# Direction 1:
In the excerpt on GDP growth below, list every figure number that is cited, in the order each first appears.

# Source excerpt:
⁂
We believe these countries display the common characteristics of their respective economic system and make for a proper comparative analysis.
Comparative Analysis over time
We start our comparative analysis with gross domestic product growth. There are two main factors that generally cause GDP growth (or decay); a change in aggregate demand and a change in aggregate supply. Following the aggregate demand formula (AD=C + I + G + (X – M) there are multiple factors that are conducive of growth in GDP via aggregate demand (e.g. expansionary fiscal policy or investments in infrastructure (G), lower interest rates or improved technology (I), higher wages or other methods to increase consumer's disposable income (C), exogenous factors such as increased growth in other countries that have demand triggering higher demand for goods (X) or vice-versa (M)). There are also several aspects that lead to an increase in aggregate supply (e.g. increase in working population via immigration or higher birth rate, and increase in productivity via better education/training or improved technology). For our analysis we thought GDP growth rate was the best measure to use comparatively. Due to the major differences in population (Figure 5), it can distort the view of income distribution and GDP per capita (Figure 6).
The market economic system (Norway) has seen the slowest growth rate and also the least volatile (See Figure 1). This has been due to decreasing production of petroleum in a highly petroleum based economy (See Figure 7) and falls into the GDP growth factor of aggregate supply as well as exports decreasing (See Figure 12), which has adverse effects on aggregate demand. It is also important to note that large oil companies that may explore for oil in the North and Norwegian Sea have cut back on capital expenditures which decrease their exploration and potential oil reserves that may have normally been produced (Tverberg 2014) (See Figure 8). (Apologies for mentioning petroleum again, but Norway is a highly petroleum based economy and exports account for a major part of their GDP). The world demand (especially that of the U.S.) for oil dropped significantly after 2008 (See Figure 9). However Norway has diversified exports, salmon and metals which are also a significant part of their production and exports. During the crisis both of these products had sharp price increases in 2009 and 2010 which counteracted its losses in petroleum (Klinger Spitznagel Alatalo Berglind Gustavsson Kure Nio Salmins Skuja Sorbo 2012).
⁂
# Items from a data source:
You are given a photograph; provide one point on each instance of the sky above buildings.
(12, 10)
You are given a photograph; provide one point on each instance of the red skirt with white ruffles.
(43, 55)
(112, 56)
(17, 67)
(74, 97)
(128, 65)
⁂
# Direction 2:
Turn the rows above into a JSON list of strings, with one string per line and no blank lines.

# Answer 1:
Figure 5, Figure 6, Figure 1, Figure 7, Figure 12, Figure 8, Figure 9

# Answer 2:
[
  "You are given a photograph; provide one point on each instance of the sky above buildings.",
  "(12, 10)",
  "You are given a photograph; provide one point on each instance of the red skirt with white ruffles.",
  "(43, 55)",
  "(112, 56)",
  "(17, 67)",
  "(74, 97)",
  "(128, 65)"
]